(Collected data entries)
○ ○ ○

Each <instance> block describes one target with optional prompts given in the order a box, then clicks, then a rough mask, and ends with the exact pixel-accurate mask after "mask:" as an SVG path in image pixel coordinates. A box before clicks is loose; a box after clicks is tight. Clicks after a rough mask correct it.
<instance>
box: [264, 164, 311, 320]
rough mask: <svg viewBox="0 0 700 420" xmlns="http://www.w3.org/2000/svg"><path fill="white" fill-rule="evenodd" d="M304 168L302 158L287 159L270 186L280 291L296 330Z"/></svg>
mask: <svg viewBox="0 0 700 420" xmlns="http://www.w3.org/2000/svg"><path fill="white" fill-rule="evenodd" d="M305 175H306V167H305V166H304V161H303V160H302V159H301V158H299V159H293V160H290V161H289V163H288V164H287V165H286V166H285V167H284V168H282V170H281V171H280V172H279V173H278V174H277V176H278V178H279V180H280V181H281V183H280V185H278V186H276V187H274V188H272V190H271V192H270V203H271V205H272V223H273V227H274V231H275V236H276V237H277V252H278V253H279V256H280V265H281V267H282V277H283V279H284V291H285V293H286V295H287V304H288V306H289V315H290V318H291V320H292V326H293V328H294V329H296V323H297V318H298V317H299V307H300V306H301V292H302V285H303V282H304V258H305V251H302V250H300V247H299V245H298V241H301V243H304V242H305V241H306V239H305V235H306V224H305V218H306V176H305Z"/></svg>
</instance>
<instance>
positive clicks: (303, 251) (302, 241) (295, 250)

○ ○ ○

● **Aim of the exercise**: Give the data back in full, matching it character for character.

● **Result for this exercise**:
Each <instance> block describes one target with optional prompts given in the order a box, then clicks, then a rough mask, and ends with the exact pixel-accurate mask after "mask:" as an SVG path in image pixel coordinates. A box before clicks is loose; a box after clicks is tight. Clicks after a rough mask correct it.
<instance>
box: [264, 164, 311, 320]
rough mask: <svg viewBox="0 0 700 420" xmlns="http://www.w3.org/2000/svg"><path fill="white" fill-rule="evenodd" d="M304 168L302 158L287 159L270 186L280 291L296 330Z"/></svg>
mask: <svg viewBox="0 0 700 420" xmlns="http://www.w3.org/2000/svg"><path fill="white" fill-rule="evenodd" d="M305 175H306V167H305V166H304V161H303V160H302V159H301V158H299V159H293V160H290V161H289V163H288V164H287V165H286V166H285V167H284V168H282V170H281V171H280V172H279V173H278V174H277V176H278V178H279V180H280V181H281V183H280V185H278V186H276V187H274V188H272V190H271V192H270V203H271V205H272V223H273V227H274V231H275V236H276V237H277V252H278V253H279V256H280V265H281V267H282V277H283V279H284V291H285V293H286V295H287V304H288V306H289V315H290V318H291V320H292V326H293V328H294V329H296V323H297V318H298V317H299V307H300V306H301V292H302V285H303V282H304V258H305V251H302V250H300V247H299V245H298V241H301V243H304V242H305V241H306V239H305V235H306V224H305V218H306V176H305Z"/></svg>
</instance>
<instance>
positive clicks: (303, 251) (302, 241) (295, 250)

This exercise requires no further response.